> _SOURCE PASSAGE_
========================================================================

Ezra Klein, a columnist at The Washington Post, is puzzled (or at least says he is; I suspect he understands it perfectly) by Republican hypocrisy over health care. For many years the G.O.P. has advocated for things that are supposed to bring the magic of the marketplace and individual incentives to health care: higher deductibles to give people “skin in the game”; competition among private insurers via exchanges (competition that would include reducing costs by limiting networks); and, of course, for cuts in Medicare, the insurance program for older Americans.
Now the G.O.P. is complaining bitterly that some Affordable Health Care Act policies have high deductibles, that the law relies on the horror of insurance exchanges, that some networks are limited and that there will be cuts to Medicare.
In an online article published in December, Mr. Klein suggests that Republicans are really upset by other aspects of Obamacare, but are going after the easy targets, even though they’re attacking their own ideas. In a sense he’s right, but as I said, I suspect that he knows that the issue is both bigger and simpler than he says.

========================================================================

> _INFORMATION PROVIDED_
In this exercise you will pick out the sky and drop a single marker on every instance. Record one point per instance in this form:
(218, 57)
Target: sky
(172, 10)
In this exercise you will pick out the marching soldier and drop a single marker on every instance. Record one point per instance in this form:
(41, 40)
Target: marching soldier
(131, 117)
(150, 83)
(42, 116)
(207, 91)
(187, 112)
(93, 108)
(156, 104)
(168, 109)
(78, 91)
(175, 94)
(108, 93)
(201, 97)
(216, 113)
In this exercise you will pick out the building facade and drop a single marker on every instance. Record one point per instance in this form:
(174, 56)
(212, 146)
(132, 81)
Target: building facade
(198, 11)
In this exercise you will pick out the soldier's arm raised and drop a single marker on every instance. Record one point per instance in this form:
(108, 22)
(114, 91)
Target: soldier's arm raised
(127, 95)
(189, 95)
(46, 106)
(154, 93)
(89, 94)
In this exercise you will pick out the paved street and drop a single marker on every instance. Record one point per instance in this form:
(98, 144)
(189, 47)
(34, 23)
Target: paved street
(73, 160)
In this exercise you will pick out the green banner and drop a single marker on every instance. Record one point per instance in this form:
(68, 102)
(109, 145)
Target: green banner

========================================================================

> _WHAT YOU ARE ASKED TO DO_
Pick up the column on Republican criticism of the Affordable Care Act after its final sentence and keep writing. The entries are a separate body of material and have no connection to the text.

> _EXPECTED OUTPUT_
What underlies this phenomenon, which commentator Jonathan Chait calls the “Heritage uncertainty principle”? He described it thus in New York magazine:
“Conservative health-care-policy ideas reside in an uncertain state of quasi-existence. You can describe the policies in the abstract, sometimes even in detail, but any attempt to reproduce them in physical form will cause such proposals to disappear instantly. It’s not so much an issue of ‘hypocrisy,’ as Klein frames it, as a deeper metaphysical question of whether conservative health-care policies actually exist. The question should be posed to better-trained philosophical minds than my own. I would posit that conservative health-care policies do not exist in any real form. Call it the ‘Heritage Uncertainty Principle.'”
Well, actually it’s pretty simple. The purpose of most health care reform is to help the unfortunate – people with pre-existing conditions, people who don’t get insurance through their jobs, people who just don’t earn enough to afford insurance.
Cost control is also part of the picture, but not the dominant part. And what we’re seeing right now seems to confirm a point some of us have been making for a long time: controlling costs and expanding access are complementary targets, because politicians can’t sell things like cost-saving measures and limits on deductibility of premiums unless they’re part of a larger scheme to make the system fairer and more comprehensive.
And here’s the thing: Republicans don’t want to help the unfortunate. They’ll propound health-care ideas that will, they claim, help those with pre-existing conditions and so on – but those aren’t really proposals. They’re diversionary tactics designed to stall real health reform. Hence the rage of the right.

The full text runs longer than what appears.